Search the records for the word "yellow" and report each line that has it.

**Records shown**:
^^^^^^^^^^^^^^^^
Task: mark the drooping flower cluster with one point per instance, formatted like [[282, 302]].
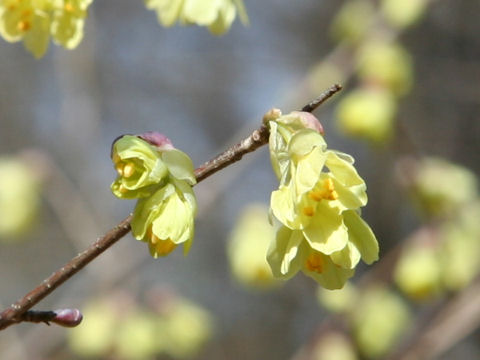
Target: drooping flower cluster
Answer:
[[217, 15], [161, 177], [34, 21], [317, 203]]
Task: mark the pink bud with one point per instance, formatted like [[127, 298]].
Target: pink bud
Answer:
[[157, 139], [310, 121], [67, 317]]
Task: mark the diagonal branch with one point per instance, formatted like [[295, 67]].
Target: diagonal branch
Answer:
[[18, 311]]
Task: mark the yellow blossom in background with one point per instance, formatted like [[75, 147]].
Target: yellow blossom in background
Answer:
[[34, 21], [185, 328], [338, 301], [68, 20], [403, 13], [380, 318], [136, 335], [19, 197], [248, 246], [418, 272], [353, 21], [460, 247], [367, 114], [217, 15], [440, 188], [95, 335], [387, 65], [333, 346]]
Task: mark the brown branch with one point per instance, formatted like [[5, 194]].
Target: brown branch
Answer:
[[453, 321], [16, 312]]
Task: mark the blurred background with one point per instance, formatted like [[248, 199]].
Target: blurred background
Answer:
[[411, 91]]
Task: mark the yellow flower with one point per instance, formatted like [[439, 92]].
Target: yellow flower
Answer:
[[317, 202], [166, 218]]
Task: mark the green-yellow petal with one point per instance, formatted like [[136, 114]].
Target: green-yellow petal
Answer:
[[174, 220], [348, 257], [326, 231], [303, 141], [283, 206], [146, 209], [309, 169], [326, 272], [362, 236], [283, 253]]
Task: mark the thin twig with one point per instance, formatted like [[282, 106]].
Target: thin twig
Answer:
[[312, 105], [14, 314]]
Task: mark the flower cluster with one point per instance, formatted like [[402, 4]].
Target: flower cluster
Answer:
[[34, 21], [161, 177], [218, 15], [317, 203]]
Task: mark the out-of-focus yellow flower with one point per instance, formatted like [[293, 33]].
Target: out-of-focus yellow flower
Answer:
[[217, 15], [401, 13], [418, 272], [33, 21], [334, 346], [338, 301], [68, 21], [368, 114], [186, 327], [441, 188], [95, 335], [379, 320], [386, 64], [19, 197], [248, 246], [353, 21], [460, 248], [137, 336]]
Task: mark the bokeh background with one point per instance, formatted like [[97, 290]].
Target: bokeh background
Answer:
[[130, 75]]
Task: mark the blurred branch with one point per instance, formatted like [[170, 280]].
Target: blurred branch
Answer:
[[455, 319], [259, 137]]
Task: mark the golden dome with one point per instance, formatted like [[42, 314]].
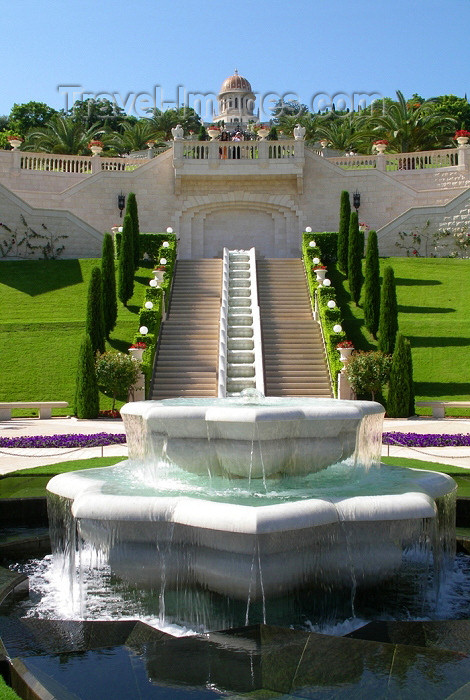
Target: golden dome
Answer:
[[235, 82]]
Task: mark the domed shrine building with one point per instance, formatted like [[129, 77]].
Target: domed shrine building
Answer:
[[250, 193]]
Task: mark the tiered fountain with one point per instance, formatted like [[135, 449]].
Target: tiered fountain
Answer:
[[253, 503]]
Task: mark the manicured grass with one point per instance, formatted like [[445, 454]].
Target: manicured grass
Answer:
[[6, 693], [31, 483], [433, 303], [42, 320]]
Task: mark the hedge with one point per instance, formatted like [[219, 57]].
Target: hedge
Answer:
[[150, 243], [328, 317]]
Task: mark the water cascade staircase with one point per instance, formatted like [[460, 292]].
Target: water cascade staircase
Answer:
[[294, 357], [187, 356], [240, 350]]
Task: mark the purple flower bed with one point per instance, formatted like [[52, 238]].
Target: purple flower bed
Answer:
[[76, 440], [418, 440]]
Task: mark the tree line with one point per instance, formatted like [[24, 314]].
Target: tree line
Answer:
[[414, 124]]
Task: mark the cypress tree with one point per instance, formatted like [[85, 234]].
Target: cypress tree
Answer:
[[372, 285], [355, 241], [108, 280], [94, 314], [131, 208], [401, 394], [126, 262], [409, 370], [343, 232], [86, 388], [388, 322]]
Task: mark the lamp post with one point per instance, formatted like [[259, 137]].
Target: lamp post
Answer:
[[121, 203], [356, 200]]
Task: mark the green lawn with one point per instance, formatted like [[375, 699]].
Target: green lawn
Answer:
[[42, 320], [433, 302]]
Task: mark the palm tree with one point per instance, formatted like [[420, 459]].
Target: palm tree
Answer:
[[134, 137], [345, 133], [62, 135], [410, 126]]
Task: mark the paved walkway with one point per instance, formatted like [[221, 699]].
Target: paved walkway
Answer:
[[12, 459]]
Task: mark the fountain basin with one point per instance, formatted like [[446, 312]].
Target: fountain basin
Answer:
[[256, 440]]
^^^^^^^^^^^^^^^^
**Task output**:
Task: mark the yellow blossom in background with one point per instance, formatted like [[75, 147]].
Target: yellow blossom in background
Task: mark the yellow flower with one point per instance, formatted like [[439, 92]].
Target: yellow flower
Task: mark the green-yellow petal with one point per instance, formatted like [[136, 114]].
Target: green-yellow petal
Task: mark the out-of-focus yellow flower with one point per instance, formatted like [[293, 33]].
Target: out-of-focus yellow flower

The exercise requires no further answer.